◆ **WRITTEN REQUEST**
Gather every line of the material below that contains the word "white", and copy each one out in full.

◆ **INPUT DATA**
__________

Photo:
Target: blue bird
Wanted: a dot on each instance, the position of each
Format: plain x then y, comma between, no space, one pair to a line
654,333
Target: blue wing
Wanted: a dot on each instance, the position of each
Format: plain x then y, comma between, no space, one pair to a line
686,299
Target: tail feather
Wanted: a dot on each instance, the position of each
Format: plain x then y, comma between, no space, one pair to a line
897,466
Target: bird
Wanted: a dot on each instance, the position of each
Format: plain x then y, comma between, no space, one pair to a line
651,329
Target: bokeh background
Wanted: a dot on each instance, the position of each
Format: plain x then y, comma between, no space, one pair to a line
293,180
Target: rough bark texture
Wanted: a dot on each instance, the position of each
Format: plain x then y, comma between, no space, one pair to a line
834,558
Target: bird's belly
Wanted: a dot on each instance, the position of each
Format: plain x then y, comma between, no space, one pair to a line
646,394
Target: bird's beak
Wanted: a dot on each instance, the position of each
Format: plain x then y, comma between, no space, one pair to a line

__________

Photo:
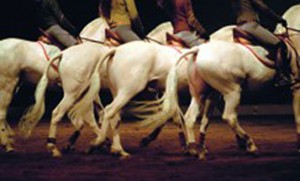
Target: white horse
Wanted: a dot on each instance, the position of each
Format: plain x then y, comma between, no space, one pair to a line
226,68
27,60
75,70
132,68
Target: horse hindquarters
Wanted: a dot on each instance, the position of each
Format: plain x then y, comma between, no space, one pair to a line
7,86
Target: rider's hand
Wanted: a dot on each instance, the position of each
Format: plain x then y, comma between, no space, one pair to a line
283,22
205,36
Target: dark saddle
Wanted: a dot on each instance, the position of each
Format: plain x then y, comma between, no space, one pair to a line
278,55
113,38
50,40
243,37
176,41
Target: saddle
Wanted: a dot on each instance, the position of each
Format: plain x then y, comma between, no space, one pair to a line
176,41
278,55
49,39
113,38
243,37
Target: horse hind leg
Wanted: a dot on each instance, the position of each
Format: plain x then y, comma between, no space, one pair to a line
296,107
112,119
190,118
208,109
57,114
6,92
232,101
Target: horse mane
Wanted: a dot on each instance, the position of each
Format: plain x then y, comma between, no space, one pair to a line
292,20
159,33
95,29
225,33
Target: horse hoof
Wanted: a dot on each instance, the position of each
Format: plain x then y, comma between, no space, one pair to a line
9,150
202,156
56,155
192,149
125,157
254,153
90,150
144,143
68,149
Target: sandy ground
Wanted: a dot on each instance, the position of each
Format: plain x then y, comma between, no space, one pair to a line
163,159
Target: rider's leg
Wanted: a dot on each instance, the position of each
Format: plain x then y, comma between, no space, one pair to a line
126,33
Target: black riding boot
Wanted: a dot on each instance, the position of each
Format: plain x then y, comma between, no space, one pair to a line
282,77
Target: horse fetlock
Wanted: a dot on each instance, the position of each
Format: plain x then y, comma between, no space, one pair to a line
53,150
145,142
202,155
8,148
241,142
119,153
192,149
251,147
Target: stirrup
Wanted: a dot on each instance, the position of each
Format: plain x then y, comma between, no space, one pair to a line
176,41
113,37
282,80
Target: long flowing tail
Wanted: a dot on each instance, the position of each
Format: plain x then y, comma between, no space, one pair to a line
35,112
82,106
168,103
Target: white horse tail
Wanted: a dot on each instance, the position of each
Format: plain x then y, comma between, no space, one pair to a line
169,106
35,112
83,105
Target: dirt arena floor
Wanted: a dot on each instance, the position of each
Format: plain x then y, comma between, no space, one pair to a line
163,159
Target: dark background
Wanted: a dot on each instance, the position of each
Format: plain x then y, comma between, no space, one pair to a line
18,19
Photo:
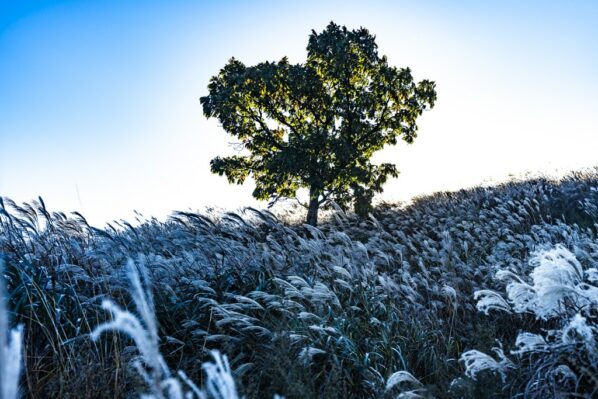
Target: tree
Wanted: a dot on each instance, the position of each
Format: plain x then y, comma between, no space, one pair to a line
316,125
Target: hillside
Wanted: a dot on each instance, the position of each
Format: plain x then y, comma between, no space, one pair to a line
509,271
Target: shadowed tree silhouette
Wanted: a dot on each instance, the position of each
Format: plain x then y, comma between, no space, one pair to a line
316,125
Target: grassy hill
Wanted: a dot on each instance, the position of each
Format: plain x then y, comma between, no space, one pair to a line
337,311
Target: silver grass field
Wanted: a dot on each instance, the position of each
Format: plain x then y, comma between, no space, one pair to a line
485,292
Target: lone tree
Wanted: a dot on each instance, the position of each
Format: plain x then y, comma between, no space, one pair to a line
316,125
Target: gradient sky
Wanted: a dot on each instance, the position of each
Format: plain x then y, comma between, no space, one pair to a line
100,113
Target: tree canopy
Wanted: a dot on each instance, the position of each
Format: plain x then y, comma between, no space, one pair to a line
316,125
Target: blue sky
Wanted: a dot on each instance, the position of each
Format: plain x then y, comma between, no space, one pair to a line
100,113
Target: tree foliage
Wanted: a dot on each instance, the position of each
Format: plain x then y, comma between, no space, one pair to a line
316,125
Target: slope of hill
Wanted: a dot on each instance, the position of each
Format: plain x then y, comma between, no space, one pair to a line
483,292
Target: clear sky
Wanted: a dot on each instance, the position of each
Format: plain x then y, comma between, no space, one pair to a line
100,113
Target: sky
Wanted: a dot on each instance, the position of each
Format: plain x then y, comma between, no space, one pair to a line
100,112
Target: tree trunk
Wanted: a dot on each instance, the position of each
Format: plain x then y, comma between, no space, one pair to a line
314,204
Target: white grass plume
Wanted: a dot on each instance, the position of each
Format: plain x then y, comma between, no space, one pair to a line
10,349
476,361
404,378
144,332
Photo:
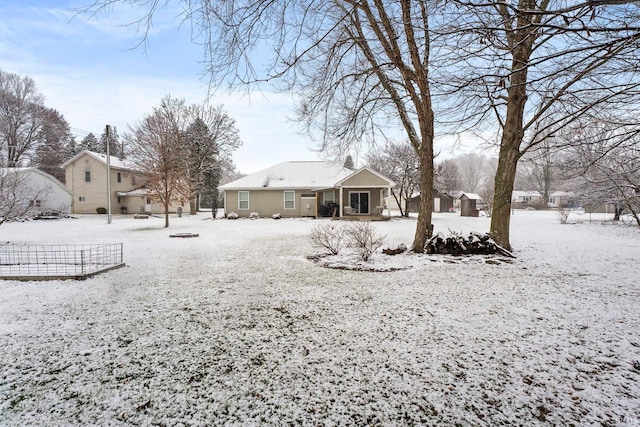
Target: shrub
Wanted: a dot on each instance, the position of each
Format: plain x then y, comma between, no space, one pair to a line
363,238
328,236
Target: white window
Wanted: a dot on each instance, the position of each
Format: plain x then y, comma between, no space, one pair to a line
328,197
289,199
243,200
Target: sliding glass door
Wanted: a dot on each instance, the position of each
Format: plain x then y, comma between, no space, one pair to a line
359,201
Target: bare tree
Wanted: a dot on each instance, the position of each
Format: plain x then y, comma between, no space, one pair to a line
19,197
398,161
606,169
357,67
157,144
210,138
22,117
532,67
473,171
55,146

__________

◆ **SOLVED EXERCISE**
Target: white horse
Target: white horse tail
Target: white grass plume
Target: white window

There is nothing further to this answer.